* **PROBLEM REQUIREMENTS**:
Reproduce the entries below, please. Keep every character the same.

* **SOURCE MATERIAL**:
=====
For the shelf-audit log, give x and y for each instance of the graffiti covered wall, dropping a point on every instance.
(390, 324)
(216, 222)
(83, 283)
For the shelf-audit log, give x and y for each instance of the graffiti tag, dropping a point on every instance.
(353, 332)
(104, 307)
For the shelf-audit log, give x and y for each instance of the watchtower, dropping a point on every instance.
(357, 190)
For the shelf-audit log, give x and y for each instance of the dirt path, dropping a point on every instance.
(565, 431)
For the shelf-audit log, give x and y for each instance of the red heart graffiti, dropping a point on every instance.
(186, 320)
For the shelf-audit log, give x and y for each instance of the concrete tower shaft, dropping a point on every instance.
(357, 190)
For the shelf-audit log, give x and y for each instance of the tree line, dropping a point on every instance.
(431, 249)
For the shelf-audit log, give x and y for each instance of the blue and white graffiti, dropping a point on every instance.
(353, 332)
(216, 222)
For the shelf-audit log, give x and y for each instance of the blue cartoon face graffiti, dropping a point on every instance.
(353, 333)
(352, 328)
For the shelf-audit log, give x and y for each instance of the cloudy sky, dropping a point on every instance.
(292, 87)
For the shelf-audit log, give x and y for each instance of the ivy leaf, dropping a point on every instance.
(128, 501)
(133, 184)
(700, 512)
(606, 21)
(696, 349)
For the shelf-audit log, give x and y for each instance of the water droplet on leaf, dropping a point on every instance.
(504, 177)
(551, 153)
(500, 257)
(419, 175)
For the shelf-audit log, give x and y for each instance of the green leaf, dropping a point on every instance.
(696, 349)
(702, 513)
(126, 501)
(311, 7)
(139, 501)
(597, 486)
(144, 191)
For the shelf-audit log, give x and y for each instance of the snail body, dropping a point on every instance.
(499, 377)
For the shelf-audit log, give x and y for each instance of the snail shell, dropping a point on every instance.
=====
* **ANSWER SPACE**:
For the shelf-audit log, give x and y for each instance of the graffiti covered wall, dropping a point on every instance.
(390, 324)
(216, 222)
(83, 283)
For the shelf-audit log, give x and y for each instance of the graffiti tag, dropping a point on every instance.
(353, 332)
(104, 307)
For the shelf-audit log, give x and y for each instance of the watchtower, dropping a point on every instance.
(357, 190)
For the shelf-audit log, give x and y for each instance of the dirt path, dropping a point on every instance.
(565, 431)
For the shelf-audit log, give x and y for each instance of the red heart graffiti, dropping a point on every instance.
(186, 320)
For the shelf-audit log, give x and y for each instance of the concrete tower shaft, dropping a point on every instance.
(357, 190)
For the shelf-audit log, give x and y for each instance of the tree line, dropping a point on every instance.
(431, 249)
For the shelf-audit log, give x and y for each instance of the blue and white graffiti, dropping a point on every instance.
(353, 332)
(216, 222)
For the shelf-audit log, give x and y for each instance of the blue cartoon face graffiti, dropping a point on every instance.
(353, 333)
(352, 328)
For the shelf-audit log, give x and y for each instance of the cloudy sky, dropping a point on every instance.
(292, 87)
For the shelf-audit log, give x and y for each instance of the ivy leaf, dropping a point on every instance.
(128, 501)
(133, 184)
(700, 512)
(606, 21)
(696, 349)
For the shelf-audit log, give x and y for each instance of the water droplet on leaf, dropping a point on every instance.
(504, 177)
(551, 153)
(500, 257)
(419, 175)
For the shelf-audit log, give x and y for each instance of the green leaf, dropping a point on every instance.
(696, 349)
(702, 513)
(126, 501)
(311, 7)
(139, 501)
(597, 486)
(144, 191)
For the shelf-audit log, give x and y for each instance of the snail body, dropping a point on every instance.
(499, 377)
For the shelf-audit log, give x and y for each instance of the snail shell, dropping a point on every instance.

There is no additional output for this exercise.